We basically sidetracked winter this year. Autumn had its beauty and stayed long. Christmas neared and we had just enough snow to be able to call it a “White Christmas”. Then Winter gathered up her velvety cloak and skits and traipsed on out of here, leaving moderate temperatures, dirt and dust and decayed leaves, road salt to blow freely through the air, and no snow in which to frolic. (Yes, at almost seventy years of age, I DO still frolic in snow.) It is March which is supposedly one of our snowiest months in Minnesota. A few weeks ago, we had slop! Rain, snow, rain, sleet, snow, slush fell by the bucket load, stayed a few days and caused driving and walking problems. It is gone! Ice is supposed to be out of the ground sometime in the next week or so (usually an occurrence celebrated in May or early June). We are having record high temperatures for March. Those who think they can manage time, save time, build time, add time, and recapture time have inflicted daylight saving time earlier than ever. Someone should break their little hearts and let them know nothing changed but their stupid clocks!

Stored records:
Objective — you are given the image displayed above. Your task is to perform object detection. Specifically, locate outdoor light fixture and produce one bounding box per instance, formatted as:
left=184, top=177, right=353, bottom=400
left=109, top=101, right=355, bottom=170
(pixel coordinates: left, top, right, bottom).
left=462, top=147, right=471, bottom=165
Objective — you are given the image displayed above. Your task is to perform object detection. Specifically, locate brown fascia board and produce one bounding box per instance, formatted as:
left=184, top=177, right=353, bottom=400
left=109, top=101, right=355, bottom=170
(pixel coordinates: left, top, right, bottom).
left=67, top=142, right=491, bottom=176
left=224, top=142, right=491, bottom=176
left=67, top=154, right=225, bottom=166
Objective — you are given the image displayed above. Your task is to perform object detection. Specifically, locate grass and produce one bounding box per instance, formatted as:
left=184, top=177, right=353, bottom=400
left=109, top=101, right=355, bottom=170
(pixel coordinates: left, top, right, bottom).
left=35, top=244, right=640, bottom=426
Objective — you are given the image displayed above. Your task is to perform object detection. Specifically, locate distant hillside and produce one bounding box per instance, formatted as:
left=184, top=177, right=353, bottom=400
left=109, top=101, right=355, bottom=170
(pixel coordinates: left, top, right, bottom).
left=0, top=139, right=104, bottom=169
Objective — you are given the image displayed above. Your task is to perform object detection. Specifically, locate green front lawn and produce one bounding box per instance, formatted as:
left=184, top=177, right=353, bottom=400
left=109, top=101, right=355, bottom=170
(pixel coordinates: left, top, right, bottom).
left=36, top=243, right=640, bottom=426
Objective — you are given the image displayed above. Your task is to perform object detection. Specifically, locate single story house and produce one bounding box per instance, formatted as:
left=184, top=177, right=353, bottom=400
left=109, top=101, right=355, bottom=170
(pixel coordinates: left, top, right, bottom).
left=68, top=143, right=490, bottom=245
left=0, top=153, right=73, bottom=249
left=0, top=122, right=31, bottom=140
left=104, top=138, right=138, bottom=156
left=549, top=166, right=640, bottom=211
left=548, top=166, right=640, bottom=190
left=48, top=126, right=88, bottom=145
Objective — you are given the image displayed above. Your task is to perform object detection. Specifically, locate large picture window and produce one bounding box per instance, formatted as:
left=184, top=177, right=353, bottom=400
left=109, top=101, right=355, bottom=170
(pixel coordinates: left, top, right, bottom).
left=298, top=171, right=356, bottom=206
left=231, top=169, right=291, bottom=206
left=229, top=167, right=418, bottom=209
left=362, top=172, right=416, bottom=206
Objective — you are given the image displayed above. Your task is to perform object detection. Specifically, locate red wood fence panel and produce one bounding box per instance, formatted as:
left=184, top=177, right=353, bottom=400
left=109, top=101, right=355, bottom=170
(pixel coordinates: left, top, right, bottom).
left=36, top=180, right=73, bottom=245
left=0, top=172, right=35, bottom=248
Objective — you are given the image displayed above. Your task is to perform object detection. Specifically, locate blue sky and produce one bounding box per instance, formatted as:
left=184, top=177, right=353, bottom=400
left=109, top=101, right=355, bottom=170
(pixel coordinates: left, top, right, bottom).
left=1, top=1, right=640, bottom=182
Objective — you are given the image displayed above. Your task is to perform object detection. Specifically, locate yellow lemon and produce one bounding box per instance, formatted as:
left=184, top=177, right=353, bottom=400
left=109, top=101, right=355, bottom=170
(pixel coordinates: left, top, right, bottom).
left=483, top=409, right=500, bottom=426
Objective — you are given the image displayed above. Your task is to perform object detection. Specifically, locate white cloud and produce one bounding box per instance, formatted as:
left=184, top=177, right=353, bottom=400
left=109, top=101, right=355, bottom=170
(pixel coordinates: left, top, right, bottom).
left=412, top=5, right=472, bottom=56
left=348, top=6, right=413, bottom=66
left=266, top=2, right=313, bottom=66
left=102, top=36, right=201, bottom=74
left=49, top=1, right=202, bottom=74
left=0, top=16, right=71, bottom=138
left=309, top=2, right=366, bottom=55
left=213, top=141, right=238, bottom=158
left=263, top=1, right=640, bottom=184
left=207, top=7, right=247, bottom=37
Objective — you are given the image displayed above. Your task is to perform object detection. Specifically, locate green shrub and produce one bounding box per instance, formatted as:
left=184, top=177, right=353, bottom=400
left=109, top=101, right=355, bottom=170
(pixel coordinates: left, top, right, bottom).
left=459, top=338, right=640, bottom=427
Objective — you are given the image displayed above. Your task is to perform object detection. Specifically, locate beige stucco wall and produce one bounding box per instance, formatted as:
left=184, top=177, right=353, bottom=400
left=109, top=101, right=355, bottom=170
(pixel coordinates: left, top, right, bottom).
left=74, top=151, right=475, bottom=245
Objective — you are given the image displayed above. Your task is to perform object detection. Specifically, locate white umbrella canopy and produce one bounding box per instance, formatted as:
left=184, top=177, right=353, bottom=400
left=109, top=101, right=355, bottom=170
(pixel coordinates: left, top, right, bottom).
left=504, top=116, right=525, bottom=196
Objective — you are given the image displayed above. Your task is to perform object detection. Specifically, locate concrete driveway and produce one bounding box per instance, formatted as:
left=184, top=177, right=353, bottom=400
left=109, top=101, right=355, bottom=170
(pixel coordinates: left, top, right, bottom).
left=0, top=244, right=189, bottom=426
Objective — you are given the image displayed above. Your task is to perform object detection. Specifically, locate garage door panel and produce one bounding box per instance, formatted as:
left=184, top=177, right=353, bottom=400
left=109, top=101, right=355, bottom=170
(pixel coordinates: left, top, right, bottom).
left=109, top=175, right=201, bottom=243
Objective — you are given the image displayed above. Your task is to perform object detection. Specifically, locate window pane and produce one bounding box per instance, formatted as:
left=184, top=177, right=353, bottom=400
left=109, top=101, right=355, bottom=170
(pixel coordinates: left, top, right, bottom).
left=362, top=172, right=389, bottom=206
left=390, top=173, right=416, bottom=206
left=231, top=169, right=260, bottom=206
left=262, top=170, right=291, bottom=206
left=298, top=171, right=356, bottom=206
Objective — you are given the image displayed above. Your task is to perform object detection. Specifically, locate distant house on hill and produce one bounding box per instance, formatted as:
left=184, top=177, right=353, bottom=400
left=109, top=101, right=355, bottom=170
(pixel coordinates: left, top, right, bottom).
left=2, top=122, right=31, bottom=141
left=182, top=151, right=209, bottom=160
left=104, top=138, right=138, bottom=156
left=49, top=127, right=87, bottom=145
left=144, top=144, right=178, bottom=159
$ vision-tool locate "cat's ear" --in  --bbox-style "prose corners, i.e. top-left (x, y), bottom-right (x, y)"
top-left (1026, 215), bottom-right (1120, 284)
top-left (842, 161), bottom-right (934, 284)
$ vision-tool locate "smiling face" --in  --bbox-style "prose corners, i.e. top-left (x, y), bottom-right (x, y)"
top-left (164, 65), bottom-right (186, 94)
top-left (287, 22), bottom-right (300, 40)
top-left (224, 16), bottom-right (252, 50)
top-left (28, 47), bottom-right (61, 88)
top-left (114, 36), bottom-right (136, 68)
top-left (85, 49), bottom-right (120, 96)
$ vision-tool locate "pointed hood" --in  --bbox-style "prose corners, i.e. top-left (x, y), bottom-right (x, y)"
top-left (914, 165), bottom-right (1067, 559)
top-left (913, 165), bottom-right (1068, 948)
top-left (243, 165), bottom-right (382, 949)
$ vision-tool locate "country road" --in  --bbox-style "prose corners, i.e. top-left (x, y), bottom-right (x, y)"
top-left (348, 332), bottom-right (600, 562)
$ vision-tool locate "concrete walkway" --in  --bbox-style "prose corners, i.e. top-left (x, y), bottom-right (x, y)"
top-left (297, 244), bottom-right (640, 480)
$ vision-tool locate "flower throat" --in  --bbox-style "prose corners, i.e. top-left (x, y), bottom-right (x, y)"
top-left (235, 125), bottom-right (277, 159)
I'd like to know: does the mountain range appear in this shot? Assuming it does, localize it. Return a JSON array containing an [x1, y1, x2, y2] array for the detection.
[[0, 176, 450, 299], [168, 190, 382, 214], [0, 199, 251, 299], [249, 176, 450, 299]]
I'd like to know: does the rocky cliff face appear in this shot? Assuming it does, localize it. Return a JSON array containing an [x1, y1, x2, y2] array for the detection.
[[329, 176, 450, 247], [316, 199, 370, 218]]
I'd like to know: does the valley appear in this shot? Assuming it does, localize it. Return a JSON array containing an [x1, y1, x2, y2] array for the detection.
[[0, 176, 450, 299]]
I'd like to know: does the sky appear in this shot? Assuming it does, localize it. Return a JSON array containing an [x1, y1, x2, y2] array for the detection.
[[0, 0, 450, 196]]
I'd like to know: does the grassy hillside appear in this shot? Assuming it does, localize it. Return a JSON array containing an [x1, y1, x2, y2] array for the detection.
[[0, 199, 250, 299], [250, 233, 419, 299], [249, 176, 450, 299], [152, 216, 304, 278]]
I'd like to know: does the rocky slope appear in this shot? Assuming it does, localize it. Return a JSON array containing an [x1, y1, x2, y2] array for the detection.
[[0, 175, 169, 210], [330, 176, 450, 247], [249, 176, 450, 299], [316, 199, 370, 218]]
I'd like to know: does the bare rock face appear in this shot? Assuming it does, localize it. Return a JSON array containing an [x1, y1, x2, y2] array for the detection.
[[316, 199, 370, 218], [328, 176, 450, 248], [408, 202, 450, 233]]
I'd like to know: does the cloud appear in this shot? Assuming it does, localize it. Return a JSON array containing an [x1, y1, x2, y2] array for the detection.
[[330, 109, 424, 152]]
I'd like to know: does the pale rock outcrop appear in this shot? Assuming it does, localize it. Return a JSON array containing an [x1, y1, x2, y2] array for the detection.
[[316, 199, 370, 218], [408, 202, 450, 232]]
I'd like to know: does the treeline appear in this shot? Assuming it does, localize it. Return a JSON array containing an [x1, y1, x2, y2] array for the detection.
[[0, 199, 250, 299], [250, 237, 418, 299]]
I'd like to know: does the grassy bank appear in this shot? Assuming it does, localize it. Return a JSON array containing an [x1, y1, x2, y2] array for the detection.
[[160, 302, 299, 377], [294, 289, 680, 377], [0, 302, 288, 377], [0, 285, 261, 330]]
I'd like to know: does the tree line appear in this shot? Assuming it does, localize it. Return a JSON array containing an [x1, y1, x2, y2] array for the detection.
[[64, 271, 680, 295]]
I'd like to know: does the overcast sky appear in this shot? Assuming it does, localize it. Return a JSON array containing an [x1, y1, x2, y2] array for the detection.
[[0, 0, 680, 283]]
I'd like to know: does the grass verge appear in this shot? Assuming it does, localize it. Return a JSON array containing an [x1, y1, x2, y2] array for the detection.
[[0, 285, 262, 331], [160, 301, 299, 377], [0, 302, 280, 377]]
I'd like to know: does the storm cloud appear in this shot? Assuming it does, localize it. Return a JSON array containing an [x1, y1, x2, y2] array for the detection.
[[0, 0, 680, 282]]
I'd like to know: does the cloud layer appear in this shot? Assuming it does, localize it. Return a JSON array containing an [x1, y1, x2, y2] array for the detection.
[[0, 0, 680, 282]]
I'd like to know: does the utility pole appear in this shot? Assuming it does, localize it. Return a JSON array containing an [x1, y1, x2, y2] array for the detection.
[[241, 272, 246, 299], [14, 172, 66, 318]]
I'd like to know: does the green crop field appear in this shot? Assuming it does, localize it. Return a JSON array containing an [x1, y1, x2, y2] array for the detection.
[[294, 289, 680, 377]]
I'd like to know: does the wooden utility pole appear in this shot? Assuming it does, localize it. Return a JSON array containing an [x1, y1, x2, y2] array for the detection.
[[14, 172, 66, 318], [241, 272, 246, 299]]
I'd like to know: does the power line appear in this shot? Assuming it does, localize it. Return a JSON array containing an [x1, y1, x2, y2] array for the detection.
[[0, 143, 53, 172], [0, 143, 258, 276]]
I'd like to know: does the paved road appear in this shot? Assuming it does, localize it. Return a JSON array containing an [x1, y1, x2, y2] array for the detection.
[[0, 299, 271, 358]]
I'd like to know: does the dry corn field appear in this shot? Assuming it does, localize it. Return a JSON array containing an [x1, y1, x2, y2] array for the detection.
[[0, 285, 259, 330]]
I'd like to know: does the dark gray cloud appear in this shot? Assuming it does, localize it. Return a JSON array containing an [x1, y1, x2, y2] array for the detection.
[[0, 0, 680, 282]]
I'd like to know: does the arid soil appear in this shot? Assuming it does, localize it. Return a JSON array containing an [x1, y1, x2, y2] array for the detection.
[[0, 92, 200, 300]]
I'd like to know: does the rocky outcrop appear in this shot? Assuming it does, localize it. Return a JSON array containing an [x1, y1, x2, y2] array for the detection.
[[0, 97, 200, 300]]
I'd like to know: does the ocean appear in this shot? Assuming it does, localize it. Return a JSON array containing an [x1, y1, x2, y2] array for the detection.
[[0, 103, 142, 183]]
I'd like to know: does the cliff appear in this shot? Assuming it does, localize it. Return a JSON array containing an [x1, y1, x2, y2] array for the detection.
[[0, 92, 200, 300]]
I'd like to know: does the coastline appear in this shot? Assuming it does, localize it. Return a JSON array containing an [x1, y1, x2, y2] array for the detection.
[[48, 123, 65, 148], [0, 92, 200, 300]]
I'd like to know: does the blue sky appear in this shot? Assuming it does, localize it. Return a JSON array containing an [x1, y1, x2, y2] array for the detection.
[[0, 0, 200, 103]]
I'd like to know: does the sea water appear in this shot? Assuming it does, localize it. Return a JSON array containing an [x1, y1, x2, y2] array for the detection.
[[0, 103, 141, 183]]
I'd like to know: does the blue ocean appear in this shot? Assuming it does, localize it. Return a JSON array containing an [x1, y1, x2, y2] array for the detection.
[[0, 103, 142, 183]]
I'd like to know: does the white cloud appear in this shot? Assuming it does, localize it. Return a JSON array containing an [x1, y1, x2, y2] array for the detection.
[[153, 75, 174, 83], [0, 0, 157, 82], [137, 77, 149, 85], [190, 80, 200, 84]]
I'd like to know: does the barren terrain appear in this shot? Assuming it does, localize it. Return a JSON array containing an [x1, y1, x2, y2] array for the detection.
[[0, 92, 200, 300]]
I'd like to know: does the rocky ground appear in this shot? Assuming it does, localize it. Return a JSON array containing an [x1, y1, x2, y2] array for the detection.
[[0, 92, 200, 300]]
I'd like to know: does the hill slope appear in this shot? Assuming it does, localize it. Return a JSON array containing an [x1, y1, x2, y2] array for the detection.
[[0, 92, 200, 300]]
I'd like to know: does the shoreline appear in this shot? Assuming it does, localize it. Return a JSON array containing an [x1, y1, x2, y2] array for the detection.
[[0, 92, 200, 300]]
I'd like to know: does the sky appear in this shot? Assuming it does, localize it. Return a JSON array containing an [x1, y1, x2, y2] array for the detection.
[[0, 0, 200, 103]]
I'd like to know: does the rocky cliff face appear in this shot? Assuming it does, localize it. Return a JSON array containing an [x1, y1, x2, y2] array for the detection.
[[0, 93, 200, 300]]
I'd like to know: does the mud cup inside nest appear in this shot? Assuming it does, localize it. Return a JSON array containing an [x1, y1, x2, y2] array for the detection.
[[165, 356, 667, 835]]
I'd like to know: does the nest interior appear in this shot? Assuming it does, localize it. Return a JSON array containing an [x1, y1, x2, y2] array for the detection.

> Complete the following:
• 1. According to the account of Minnesota's mild winter, when is the ice going out of the ground usually celebrated?
• 2. Resume the account of Minnesota's mild winter, starting after its final sentence.

> Answers below:
• 1. Usually in May or early June.

• 2.
My seasonal affective disorder has kicked into full swing. I am jittery, anxious, tend to be crabby over small irritations, and weep easily. I have already found ways to stay out of the sun and in shadier, darker rooms of the house. I have instituted my search in the Bible for comforting passages and I have begun seeking those things that help me make it through spring. I’ll worry about summer when it gets here.

Yesterday, when the temperature was already in the mid seventies, I stood quietly while all my favorite birds called and chirped at our bird feeder. I enjoyed the memory that on Monday of this week Dave and I saw our first Sandhill Crane and a Bald Eagle in the same errand trip. I pulled the gas grill onto the patio and prepared to cook our first meal on the grill. I repeated my mantra, “God created seasons for man to enjoy. He meant for me to find pleasure in each one even if I have favorites, He will bring me cloudy days to break the heat and brightness of the summer. He cares that I don’t deal well with weather that is too warm. He cares. He cares.” In the midst of my chanting the birds were calling; I noticed buds on the neighbor’s tree. I got out a broom and cleaned up the grit which protected us from the ice that had been on the steps of both of our entrances. I attached the hose to the faucet and used it to wash away some winter dirt on the patio. I checked the peony bushes for early signs of sprouting and then fired up the grill.

1 There is a time for everything,
and a season for every activity under heaven: 2 a time to be born and a time to die, a time to plant and a time to uproot, 3 a time to kill and a time to heal, a time to tear down and a time to build, 4 a time to weep and a time to laugh, a time to mourn and a time to dance, 5 a time to scatter stones and a time to gather them, a time to embrace and a time to refrain, 6 a time to search and a time to give up, a time to keep and a time to throw away, 7 a time to tear and a time to mend, a time to be silent and a time to speak, 8 a time to love and a time to hate, a time for war and a time for peace.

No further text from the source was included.